Given information:
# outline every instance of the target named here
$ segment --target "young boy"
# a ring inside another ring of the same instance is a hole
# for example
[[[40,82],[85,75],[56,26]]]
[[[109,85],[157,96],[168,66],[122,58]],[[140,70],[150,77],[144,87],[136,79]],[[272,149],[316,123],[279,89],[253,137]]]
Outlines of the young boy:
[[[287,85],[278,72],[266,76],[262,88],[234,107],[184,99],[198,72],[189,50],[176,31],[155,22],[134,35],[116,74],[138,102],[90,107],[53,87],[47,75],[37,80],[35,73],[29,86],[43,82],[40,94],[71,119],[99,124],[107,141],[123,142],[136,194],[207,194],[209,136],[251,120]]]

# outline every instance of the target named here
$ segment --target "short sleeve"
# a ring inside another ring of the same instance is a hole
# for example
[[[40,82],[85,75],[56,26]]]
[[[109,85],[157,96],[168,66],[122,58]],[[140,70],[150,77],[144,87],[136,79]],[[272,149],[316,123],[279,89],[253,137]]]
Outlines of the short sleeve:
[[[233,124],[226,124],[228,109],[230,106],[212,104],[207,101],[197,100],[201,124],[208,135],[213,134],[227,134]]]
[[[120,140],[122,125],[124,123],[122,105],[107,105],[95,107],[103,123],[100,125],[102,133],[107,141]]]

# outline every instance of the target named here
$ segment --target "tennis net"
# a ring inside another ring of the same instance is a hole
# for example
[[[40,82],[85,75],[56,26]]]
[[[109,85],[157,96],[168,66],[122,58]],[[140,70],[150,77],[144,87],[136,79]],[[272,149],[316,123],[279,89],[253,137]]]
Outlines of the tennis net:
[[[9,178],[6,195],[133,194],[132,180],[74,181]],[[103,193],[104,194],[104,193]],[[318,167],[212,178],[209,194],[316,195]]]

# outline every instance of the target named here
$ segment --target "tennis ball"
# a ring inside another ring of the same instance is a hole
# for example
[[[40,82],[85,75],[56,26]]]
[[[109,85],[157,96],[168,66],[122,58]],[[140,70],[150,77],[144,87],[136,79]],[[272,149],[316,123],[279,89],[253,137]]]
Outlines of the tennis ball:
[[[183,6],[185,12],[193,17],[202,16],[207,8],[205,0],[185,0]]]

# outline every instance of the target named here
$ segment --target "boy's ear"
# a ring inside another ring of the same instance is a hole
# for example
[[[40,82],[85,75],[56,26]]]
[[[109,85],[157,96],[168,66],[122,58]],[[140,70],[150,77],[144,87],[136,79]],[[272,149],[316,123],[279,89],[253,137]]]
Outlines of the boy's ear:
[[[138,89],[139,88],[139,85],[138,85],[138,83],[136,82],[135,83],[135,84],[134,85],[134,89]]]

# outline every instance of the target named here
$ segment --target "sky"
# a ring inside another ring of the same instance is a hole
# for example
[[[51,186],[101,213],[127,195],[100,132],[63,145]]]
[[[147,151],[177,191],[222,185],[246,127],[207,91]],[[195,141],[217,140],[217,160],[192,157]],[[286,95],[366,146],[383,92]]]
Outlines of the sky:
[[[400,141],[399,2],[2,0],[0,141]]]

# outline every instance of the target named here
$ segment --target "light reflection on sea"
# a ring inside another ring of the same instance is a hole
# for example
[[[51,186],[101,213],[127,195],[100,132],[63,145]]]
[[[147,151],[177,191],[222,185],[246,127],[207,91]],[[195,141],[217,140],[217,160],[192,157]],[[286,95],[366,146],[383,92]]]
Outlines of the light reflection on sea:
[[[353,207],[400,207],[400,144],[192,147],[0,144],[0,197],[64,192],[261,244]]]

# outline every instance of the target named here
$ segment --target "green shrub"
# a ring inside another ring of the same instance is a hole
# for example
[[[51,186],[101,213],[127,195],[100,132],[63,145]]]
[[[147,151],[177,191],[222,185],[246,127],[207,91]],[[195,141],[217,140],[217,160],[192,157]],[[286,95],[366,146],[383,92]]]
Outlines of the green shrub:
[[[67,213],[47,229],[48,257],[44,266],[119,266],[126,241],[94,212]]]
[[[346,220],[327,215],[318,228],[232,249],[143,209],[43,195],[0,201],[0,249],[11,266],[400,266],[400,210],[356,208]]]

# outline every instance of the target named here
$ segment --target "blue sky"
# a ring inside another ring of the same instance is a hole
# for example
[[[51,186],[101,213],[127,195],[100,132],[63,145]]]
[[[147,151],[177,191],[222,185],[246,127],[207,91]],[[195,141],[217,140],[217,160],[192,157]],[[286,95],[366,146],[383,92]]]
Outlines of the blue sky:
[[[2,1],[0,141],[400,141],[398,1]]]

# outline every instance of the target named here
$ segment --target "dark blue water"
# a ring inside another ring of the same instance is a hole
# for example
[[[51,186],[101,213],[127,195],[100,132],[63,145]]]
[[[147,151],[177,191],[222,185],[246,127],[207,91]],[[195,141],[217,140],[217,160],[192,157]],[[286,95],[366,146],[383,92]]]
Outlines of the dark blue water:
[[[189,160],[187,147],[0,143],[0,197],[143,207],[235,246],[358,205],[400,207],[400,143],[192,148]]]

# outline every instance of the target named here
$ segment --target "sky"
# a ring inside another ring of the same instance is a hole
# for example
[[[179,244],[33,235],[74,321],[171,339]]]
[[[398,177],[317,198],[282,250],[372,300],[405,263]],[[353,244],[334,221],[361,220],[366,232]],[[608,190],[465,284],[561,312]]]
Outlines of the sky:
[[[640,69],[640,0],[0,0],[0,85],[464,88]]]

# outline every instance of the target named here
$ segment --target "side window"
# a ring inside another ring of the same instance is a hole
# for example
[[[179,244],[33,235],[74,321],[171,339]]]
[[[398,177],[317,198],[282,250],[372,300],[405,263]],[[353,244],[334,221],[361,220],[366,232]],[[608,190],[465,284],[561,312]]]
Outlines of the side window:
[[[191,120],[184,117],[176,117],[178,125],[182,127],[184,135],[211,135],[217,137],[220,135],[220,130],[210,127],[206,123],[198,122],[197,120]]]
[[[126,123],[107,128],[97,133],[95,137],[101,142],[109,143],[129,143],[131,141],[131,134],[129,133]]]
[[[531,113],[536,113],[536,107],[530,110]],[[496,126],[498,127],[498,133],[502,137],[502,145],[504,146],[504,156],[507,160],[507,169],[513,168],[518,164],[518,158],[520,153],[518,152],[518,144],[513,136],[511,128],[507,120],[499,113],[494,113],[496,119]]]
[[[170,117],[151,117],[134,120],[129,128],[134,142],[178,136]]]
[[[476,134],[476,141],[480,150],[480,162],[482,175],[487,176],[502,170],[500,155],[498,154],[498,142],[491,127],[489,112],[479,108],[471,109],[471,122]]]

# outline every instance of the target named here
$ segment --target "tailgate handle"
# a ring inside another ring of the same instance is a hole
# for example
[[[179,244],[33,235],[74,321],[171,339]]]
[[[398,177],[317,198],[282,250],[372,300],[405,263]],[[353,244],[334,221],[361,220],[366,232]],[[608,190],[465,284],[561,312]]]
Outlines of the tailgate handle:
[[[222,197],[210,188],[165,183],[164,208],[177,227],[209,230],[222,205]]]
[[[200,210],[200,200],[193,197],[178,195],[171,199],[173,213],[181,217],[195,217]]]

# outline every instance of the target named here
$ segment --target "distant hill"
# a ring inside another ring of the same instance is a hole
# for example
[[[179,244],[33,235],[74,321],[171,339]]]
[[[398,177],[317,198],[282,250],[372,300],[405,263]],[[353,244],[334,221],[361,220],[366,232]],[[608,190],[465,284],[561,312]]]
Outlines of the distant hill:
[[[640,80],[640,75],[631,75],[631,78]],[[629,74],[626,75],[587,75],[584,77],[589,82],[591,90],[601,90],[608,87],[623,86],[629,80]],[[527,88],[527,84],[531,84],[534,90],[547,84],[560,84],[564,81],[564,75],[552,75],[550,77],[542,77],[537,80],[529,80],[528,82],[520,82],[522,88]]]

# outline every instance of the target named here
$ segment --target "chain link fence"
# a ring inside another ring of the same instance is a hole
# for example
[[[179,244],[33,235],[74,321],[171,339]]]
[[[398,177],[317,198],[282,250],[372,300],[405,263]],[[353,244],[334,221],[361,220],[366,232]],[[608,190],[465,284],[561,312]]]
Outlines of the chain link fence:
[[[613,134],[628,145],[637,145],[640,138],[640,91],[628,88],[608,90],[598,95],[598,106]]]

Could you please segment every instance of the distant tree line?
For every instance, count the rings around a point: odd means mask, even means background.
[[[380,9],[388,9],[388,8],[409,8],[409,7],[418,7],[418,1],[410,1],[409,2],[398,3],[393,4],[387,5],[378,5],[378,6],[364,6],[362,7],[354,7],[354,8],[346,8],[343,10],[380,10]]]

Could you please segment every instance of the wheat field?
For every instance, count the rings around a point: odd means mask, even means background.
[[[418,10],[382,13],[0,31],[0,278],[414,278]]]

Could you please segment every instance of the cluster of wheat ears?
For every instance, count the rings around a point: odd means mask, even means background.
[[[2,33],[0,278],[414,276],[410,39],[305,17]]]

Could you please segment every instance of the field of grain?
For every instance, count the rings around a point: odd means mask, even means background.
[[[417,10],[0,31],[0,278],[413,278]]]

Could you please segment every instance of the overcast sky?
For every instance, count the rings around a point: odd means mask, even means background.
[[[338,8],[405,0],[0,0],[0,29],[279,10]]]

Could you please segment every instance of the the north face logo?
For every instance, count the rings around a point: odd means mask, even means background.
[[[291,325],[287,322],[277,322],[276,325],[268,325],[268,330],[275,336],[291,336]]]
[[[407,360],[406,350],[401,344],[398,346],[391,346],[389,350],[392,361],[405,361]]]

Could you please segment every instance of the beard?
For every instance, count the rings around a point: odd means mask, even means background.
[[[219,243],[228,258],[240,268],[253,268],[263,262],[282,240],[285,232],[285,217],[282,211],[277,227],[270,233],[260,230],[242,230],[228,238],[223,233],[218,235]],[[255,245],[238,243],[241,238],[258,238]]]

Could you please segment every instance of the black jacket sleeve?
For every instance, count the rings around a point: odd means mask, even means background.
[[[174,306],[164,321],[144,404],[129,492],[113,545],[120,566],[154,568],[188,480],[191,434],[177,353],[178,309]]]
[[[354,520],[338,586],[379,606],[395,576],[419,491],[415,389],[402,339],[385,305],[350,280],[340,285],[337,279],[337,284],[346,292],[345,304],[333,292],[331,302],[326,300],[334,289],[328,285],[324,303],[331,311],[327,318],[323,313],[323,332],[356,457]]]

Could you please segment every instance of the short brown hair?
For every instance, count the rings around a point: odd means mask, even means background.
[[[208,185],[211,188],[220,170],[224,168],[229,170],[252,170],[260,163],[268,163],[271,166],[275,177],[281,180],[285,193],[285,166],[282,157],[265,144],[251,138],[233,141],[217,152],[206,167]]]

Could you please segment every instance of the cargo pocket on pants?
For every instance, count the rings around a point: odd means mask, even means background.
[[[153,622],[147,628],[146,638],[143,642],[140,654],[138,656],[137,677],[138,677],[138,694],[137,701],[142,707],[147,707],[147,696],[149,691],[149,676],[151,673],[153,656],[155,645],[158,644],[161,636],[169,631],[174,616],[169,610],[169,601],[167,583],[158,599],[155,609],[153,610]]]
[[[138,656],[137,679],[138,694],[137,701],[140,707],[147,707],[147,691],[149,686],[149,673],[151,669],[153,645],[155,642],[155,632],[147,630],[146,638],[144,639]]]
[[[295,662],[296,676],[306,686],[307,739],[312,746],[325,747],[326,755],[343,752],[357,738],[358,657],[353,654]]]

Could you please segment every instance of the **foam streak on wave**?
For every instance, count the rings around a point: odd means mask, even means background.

What the task asks: Find the line that contains "Could you please segment every instance of the cargo". Repeat it and every line after it, exactly as written, up to and including the last line of the records above.

Exercise solution:
Could you please segment every instance of the cargo pocket on pants?
For every instance, count the rings around a point: odd means mask, even means background.
[[[153,622],[147,628],[146,638],[143,642],[140,654],[138,656],[137,677],[138,677],[138,694],[137,701],[142,707],[147,707],[147,696],[149,691],[149,676],[151,673],[153,656],[155,645],[158,644],[161,636],[169,631],[174,616],[169,610],[169,601],[167,583],[158,599],[155,609],[153,610]]]
[[[138,656],[137,679],[138,694],[137,701],[140,707],[147,707],[147,691],[149,686],[149,673],[151,669],[153,645],[155,642],[155,632],[147,630],[146,638],[144,639]]]
[[[295,662],[296,676],[306,686],[307,739],[312,746],[325,747],[326,755],[343,752],[357,738],[358,657],[353,654]]]

Could you please segment every instance of the **foam streak on wave**?
For every instance, count the rings around a point: odd means mask, even means background.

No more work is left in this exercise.